Work to do -
Please count the lines in the listing below that contain the word "fabric" and reply with only that number.
———
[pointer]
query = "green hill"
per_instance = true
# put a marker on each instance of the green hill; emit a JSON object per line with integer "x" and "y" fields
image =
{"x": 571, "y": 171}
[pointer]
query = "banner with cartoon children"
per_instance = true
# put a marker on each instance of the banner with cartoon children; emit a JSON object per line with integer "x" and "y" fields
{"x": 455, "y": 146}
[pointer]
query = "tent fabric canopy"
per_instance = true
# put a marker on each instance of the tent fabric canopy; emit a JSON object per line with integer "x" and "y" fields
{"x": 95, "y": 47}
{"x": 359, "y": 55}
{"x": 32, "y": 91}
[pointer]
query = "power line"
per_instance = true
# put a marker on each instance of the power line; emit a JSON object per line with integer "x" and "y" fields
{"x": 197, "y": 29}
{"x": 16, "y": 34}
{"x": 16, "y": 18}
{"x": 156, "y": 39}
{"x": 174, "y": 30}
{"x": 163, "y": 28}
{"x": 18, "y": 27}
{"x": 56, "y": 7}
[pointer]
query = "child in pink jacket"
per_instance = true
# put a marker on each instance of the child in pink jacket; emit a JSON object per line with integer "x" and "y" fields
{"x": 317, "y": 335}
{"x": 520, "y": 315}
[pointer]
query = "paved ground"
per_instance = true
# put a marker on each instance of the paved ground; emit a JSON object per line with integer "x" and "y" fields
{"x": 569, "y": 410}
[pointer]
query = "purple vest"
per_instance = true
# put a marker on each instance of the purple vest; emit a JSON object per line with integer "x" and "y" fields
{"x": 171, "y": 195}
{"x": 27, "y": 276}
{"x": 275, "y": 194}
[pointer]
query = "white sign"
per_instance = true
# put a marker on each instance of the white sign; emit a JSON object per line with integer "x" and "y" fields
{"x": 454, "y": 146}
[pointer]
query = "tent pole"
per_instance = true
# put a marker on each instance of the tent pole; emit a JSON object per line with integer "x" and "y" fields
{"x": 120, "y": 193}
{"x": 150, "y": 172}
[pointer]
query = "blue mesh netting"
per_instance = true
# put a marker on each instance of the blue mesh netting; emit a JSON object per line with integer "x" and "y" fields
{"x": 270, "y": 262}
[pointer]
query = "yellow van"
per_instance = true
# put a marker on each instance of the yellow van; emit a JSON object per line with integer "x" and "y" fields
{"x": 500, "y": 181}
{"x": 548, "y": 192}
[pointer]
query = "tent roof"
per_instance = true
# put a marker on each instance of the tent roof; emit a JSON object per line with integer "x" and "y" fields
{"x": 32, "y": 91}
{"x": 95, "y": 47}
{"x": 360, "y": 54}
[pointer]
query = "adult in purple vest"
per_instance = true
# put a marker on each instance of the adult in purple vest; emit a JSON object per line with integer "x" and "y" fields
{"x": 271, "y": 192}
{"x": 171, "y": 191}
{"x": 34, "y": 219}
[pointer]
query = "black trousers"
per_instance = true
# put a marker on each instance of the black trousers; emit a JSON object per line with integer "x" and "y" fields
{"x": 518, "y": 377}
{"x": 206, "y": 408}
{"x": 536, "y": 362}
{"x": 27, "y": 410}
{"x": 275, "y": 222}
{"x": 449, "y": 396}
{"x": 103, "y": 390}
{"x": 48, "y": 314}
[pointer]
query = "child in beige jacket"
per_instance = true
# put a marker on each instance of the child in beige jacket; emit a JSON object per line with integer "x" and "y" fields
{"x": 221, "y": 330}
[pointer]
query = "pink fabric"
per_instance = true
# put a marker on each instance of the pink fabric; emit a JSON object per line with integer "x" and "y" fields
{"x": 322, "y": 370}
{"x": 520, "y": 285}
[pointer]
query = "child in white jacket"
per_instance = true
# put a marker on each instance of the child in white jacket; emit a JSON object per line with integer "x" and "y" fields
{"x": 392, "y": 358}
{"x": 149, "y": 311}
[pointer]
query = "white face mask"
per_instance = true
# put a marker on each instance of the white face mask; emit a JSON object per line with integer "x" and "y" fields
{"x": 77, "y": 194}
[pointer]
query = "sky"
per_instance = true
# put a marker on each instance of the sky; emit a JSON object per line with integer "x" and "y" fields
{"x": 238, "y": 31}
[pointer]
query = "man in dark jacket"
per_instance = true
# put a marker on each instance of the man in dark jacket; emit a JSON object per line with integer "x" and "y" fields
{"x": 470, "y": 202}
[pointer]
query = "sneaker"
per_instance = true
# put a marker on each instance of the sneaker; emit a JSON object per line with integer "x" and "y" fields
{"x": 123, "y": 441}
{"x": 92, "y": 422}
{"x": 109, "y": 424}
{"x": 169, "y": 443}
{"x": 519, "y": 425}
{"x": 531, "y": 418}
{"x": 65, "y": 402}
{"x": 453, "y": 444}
———
Written response -
4